EXCERPT »
ULI: Emerging Trends in Real Estate Summary
Zak Freiwald, Tax Supervisor, Smith & Howard

On October 30, 2007, Zak Freiwald of Smith & Howard attended a meeting of the Atlanta chapter of the Urban Land Institute (ULI), a global organization for real estate professionals. The subject of the meeting was a presentation of the ULI’s Emerging Trends in Real Estate study followed by a panel discussion on trends and issues specific to the Atlanta real estate market.
   
Following is an article by Freiwald summarizing the major topics and trends discussed.

Emerging Trends in Real Estate Report


The Emerging Trends report is compiled from surveys and interviews of about 600 individuals from development companies, builders, banks, institutional investment managers, and real estate service firms. While the findings are very diverse with respect to different metropolitan markets, most of the study’s findings crystallized around a single key point: changing credit markets.

It should be no secret at this point that credit markets have become much tighter in the wake of the sub-prime crisis. Part of this has manifested in the form of higher interest rates on development and permanent loans. In addition, lenders have become more selective in lending on real estate. There are some segments of the real estate market where the shortening supply of credit is more noticeable than others. For example, new condominium projects have fallen out favor with lenders. There is also an increased reluctance to finance suburban office developments. 

The tighter credit market is reducing developers’ ability to use debt financing to leverage large projects. As a result, developers are increasingly turning to institutional equity financing such as REITs, pension funds, and private equity funds. Now, more than ever, these investment vehicles are changing the way large projects are developed and owned. Foreign equity investors still are major sources of real estate financing. That said, interviewees felt that there is an increasing sentiment among foreign investors that the U.S. market is overpriced and richer returns could be found elsewhere.

SUPPLIED MATERIAL »
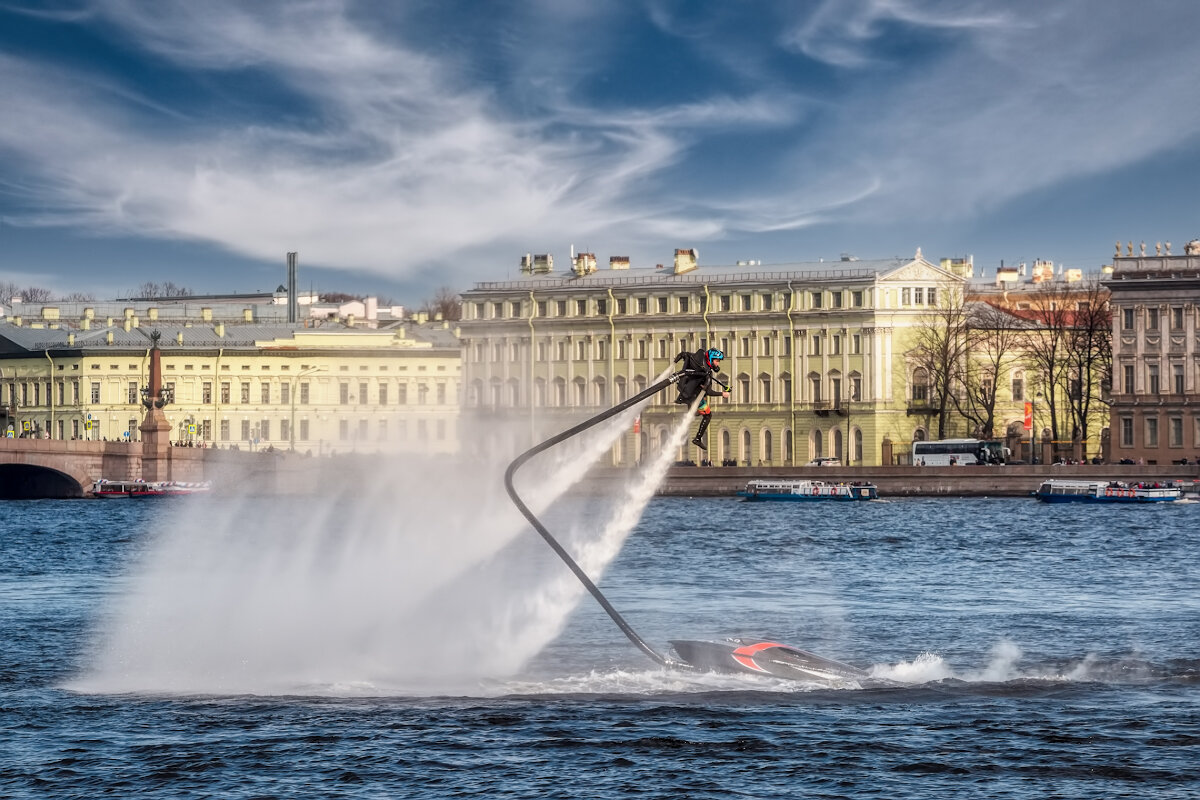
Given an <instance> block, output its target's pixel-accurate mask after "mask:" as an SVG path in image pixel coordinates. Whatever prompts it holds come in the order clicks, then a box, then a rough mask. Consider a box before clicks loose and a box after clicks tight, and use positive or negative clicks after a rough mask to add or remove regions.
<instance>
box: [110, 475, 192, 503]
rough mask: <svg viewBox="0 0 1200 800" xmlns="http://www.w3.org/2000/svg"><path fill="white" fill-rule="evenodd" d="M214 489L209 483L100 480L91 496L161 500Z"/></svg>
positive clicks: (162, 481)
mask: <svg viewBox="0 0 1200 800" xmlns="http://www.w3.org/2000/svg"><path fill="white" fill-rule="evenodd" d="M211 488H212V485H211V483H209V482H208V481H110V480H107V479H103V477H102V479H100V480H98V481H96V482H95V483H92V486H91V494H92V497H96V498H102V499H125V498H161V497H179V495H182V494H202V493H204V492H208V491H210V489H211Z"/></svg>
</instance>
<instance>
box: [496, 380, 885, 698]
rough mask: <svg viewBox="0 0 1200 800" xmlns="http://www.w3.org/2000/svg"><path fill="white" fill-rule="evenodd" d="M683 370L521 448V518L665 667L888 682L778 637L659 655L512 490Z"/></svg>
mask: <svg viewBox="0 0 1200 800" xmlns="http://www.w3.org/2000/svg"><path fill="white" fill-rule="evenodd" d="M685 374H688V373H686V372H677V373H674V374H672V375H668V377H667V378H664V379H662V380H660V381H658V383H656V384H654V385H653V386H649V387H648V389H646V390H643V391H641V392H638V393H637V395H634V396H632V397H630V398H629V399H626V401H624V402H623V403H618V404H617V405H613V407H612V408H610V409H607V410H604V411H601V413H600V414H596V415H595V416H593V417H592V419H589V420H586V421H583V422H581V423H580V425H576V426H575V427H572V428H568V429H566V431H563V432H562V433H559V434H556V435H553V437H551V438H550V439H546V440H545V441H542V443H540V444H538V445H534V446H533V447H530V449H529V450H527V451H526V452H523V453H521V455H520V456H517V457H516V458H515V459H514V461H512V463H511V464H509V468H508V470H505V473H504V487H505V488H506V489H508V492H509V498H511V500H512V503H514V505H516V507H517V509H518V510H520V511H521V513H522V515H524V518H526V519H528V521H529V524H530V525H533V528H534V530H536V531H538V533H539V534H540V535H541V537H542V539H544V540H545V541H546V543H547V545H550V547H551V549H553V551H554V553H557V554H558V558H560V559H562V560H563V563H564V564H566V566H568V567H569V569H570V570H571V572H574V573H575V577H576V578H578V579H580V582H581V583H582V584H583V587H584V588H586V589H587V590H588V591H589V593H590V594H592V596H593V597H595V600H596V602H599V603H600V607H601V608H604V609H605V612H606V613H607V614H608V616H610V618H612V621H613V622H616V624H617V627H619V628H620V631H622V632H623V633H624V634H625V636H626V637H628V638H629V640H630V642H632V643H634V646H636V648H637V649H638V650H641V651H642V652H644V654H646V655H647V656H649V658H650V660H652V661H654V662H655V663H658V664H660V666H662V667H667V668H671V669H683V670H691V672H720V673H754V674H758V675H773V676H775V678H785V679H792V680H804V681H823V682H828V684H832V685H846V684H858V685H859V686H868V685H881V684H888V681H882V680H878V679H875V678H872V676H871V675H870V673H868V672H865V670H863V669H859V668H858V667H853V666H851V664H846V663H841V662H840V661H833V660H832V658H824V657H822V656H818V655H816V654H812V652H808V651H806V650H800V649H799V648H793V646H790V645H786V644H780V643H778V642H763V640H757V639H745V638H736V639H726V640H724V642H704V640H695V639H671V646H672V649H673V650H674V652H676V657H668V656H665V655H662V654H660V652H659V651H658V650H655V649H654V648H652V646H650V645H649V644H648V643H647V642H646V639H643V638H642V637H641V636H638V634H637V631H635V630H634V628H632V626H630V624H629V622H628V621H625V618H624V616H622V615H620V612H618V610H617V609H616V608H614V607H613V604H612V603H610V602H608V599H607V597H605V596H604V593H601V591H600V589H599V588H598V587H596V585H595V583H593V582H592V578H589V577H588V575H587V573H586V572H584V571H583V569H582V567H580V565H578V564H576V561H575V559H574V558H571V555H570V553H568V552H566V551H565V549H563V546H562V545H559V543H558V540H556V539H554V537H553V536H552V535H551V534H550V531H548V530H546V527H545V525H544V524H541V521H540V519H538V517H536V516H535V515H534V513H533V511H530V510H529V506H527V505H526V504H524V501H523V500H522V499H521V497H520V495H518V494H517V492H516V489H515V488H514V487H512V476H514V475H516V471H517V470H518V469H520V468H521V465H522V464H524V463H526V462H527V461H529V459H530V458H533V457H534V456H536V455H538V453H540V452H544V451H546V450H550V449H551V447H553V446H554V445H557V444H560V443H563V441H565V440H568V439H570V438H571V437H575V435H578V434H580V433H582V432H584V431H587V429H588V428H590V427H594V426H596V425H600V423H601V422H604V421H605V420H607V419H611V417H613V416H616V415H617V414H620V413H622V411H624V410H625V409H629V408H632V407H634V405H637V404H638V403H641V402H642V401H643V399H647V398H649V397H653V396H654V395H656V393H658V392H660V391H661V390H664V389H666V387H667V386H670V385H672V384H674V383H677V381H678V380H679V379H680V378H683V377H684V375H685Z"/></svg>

YOUR GOAL »
Decide whether each statement agrees with the ULI summary, answering yes or no and quoting the words that settle it: (a) The Emerging Trends report was built from surveys and interviews of about 600 individuals. (b) Lenders have become more willing to back new condominium projects. (c) Foreign equity investors are no longer major sources of real estate financing. Rely only on the ULI summary, not on the listing.

REPLY »
(a) Yes: "The Emerging Trends report is compiled from surveys and interviews of about 600 individuals"
(b) No: "new condominium projects have fallen out favor with lenders"
(c) No: "Foreign equity investors still are major sources of real estate financing."